* [EXERCISE DESCRIPTION] Rescale the entries from the line with "[spot] the bathroom" up to and including the last line of the entries. Give those lines again with the requests unchanged, multiplying every x and y coordinate in the answers by 1.35 and rounding to whole numbers, with halves rounded up.

(Excerpts from a point labeling dataset)
"""

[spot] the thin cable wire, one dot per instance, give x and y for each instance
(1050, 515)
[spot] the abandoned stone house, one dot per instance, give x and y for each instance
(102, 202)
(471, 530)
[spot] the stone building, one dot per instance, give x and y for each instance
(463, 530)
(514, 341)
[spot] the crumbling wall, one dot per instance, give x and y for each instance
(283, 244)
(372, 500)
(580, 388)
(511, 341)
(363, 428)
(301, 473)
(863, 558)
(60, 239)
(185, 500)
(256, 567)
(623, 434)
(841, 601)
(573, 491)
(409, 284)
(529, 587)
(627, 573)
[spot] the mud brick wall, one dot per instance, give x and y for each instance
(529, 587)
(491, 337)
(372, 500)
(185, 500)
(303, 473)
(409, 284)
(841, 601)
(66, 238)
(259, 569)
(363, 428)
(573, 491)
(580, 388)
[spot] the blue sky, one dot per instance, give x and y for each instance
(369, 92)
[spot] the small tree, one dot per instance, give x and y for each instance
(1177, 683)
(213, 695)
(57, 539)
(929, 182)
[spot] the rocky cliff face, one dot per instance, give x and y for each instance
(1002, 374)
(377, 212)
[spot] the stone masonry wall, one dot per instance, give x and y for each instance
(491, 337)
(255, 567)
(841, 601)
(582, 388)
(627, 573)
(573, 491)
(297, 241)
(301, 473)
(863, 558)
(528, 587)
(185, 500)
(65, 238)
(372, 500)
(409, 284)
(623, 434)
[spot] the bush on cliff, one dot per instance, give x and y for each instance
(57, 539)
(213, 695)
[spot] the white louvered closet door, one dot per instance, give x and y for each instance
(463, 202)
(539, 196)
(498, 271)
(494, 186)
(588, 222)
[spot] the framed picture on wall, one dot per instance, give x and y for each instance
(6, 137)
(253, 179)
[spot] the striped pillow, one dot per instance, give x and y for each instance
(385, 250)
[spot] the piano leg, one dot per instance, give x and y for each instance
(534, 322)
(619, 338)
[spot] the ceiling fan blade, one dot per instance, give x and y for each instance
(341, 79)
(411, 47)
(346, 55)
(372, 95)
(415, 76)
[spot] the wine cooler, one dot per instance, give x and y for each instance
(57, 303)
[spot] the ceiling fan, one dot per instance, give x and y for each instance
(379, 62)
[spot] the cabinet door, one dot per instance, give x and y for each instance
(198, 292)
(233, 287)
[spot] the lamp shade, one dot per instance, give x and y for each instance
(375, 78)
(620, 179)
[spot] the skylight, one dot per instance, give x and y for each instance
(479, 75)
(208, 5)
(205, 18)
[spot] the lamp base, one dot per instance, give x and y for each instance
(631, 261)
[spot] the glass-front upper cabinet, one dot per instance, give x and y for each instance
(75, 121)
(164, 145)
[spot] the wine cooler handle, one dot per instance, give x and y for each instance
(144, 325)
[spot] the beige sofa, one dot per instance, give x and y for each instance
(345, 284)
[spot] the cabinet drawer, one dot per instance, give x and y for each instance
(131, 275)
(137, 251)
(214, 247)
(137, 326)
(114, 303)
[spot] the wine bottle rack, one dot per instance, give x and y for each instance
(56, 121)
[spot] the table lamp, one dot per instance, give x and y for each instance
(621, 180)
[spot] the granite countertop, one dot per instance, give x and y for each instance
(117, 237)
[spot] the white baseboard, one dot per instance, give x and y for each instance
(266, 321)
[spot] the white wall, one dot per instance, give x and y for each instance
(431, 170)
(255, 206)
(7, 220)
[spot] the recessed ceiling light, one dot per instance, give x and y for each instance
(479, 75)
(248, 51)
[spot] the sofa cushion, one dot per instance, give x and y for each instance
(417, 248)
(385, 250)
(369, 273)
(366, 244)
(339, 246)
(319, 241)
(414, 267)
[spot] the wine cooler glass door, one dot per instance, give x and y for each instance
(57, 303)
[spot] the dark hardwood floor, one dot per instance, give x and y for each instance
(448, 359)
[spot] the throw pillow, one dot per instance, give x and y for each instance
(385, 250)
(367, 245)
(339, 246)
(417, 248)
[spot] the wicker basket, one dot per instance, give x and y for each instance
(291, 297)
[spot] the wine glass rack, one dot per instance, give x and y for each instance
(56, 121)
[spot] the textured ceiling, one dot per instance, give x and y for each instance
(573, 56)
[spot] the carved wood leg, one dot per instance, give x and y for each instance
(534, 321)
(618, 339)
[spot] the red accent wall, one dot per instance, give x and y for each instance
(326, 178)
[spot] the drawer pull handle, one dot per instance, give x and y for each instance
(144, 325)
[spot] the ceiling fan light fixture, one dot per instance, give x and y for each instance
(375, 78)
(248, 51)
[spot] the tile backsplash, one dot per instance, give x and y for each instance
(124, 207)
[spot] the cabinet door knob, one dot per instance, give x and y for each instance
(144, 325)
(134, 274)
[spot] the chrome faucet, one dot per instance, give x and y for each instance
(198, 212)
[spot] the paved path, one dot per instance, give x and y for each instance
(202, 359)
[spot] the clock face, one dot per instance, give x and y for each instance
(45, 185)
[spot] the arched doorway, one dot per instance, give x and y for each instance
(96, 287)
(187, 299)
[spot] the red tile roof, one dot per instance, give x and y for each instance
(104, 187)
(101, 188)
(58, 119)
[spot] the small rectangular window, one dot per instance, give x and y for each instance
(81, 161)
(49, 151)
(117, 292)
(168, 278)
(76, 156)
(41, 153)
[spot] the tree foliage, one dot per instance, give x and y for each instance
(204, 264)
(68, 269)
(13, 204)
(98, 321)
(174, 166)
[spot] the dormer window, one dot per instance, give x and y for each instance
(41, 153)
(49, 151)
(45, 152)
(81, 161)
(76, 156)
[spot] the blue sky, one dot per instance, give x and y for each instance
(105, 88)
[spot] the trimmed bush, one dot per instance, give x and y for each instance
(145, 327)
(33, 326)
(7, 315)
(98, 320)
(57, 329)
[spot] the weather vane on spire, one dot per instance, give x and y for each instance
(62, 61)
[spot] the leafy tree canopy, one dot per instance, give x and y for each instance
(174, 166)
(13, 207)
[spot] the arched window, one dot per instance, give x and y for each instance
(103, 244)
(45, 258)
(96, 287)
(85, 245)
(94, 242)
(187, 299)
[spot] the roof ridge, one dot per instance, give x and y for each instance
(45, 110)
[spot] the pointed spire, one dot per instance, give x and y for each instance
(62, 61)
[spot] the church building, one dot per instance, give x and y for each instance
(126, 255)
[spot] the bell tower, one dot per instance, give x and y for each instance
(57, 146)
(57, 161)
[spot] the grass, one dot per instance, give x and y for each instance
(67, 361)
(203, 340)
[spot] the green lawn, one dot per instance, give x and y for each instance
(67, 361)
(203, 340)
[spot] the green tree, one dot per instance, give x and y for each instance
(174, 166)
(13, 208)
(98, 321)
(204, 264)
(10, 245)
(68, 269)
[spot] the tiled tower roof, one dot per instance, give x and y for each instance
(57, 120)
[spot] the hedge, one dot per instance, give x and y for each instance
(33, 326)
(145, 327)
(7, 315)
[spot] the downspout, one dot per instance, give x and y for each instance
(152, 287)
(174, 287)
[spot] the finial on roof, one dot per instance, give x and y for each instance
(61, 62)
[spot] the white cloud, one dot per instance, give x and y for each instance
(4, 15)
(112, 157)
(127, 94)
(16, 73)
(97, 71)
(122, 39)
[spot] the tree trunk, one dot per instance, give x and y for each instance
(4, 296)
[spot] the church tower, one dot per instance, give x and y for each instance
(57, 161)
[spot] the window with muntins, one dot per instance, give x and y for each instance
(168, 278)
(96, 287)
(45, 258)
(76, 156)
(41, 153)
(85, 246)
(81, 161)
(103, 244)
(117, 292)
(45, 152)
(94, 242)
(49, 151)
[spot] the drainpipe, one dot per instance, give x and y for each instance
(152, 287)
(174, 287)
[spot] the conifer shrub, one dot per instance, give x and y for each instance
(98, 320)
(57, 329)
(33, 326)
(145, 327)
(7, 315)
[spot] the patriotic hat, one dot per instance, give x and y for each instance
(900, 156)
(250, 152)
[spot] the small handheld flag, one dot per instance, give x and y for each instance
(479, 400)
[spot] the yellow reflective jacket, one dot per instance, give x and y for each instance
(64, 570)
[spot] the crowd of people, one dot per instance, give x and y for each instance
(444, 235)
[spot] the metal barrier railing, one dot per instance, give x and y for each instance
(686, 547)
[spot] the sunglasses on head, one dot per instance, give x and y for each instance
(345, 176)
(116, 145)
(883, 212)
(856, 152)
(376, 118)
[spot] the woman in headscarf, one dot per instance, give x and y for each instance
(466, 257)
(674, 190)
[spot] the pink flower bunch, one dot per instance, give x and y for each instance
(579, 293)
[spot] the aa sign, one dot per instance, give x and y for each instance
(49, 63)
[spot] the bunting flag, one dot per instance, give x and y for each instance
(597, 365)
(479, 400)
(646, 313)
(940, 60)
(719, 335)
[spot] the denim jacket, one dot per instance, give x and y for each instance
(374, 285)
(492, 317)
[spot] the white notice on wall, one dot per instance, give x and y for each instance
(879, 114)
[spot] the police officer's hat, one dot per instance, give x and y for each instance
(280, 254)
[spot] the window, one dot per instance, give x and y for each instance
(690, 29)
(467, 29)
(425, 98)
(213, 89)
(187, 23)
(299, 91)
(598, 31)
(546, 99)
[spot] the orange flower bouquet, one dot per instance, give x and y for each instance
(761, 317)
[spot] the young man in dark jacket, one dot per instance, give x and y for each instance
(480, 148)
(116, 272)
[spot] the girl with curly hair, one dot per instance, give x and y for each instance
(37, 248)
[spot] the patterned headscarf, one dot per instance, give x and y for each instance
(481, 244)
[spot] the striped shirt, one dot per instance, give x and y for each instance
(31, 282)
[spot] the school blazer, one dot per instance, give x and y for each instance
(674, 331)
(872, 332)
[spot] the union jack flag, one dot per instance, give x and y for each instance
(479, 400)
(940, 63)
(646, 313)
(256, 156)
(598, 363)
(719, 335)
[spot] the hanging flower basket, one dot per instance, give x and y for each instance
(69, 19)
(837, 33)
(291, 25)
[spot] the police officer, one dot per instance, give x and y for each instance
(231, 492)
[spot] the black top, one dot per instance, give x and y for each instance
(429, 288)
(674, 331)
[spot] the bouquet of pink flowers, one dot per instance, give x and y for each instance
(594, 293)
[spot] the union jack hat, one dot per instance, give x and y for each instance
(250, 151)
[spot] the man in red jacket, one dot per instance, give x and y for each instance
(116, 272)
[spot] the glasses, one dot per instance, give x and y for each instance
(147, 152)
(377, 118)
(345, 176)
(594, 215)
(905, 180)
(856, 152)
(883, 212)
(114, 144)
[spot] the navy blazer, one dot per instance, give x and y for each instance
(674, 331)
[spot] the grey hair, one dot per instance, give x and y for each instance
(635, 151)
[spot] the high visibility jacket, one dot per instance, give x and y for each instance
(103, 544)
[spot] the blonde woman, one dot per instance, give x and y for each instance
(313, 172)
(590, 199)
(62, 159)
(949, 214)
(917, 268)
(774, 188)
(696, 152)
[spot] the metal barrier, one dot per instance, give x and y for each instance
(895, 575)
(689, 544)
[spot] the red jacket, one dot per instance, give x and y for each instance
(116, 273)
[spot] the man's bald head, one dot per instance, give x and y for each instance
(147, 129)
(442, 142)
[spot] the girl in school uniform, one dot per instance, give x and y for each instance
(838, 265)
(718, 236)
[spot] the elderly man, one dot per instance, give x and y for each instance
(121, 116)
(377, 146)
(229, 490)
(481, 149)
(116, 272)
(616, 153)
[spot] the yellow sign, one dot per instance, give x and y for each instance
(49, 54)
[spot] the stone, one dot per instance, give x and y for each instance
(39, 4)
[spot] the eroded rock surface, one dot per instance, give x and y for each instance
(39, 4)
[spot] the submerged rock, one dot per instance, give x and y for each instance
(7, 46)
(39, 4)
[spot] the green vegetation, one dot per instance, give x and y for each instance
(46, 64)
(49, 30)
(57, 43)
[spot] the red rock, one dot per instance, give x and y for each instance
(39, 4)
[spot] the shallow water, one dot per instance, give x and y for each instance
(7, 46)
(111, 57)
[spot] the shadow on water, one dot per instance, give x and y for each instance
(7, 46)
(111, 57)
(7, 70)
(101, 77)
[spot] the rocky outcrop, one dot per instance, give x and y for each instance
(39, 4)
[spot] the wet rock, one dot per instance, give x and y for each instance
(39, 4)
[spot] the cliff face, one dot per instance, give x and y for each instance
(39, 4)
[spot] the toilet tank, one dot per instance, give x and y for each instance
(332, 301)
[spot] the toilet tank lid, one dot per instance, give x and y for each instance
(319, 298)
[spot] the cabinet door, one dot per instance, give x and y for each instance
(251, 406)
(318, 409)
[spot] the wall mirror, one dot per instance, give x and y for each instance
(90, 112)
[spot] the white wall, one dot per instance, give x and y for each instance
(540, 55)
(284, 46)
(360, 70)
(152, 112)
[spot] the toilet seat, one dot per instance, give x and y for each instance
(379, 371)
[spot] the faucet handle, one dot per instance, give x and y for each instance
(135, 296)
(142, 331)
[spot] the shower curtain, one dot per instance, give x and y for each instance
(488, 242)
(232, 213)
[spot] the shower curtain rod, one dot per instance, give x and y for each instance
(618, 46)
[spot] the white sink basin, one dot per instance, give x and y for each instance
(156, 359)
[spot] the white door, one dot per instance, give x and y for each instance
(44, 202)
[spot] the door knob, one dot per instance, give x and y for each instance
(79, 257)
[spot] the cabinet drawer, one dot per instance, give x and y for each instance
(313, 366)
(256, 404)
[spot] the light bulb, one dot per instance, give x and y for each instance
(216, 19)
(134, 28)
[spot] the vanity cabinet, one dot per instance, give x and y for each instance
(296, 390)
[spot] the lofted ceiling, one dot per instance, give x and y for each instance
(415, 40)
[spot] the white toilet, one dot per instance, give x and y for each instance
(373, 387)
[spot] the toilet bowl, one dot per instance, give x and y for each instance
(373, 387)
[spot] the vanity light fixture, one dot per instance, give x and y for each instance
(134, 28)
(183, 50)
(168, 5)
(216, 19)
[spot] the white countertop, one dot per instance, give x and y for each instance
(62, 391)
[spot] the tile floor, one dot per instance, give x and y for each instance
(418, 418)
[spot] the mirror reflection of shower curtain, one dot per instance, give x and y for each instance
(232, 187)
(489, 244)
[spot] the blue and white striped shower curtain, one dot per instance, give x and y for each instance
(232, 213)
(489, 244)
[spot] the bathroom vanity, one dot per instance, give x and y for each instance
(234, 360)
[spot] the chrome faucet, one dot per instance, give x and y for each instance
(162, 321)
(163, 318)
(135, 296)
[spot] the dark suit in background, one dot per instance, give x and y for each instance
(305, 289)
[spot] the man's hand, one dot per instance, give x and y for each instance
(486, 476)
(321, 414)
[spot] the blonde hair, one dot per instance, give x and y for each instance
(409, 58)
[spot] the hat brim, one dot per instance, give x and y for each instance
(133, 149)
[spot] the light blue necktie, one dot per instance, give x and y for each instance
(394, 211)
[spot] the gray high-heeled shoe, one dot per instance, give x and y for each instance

"""

* [EXERCISE RESULT]
[spot] the bathroom vanity, one dot per instance, give x and y for each instance
(316, 486)
[spot] the chrome faucet, one dot per instance, give x and y for each instance
(219, 433)
(220, 429)
(182, 400)
[spot] the dark suit in background, one dot per instance, give x and y for each instance
(412, 390)
[spot] the man's hand, one dot per instance, give x and y for each instance
(656, 643)
(433, 559)
[spot] the blonde hair, one dot per instance, give x and y for each instance
(552, 78)
[spot] the hat brim, one dot per instance, give x and y for each instance
(180, 201)
[spot] the light blue necktie, one dot per instance, give x and y for each instance
(532, 285)
[spot] the gray high-heeled shoe, one dot per instance, give x and y for each instance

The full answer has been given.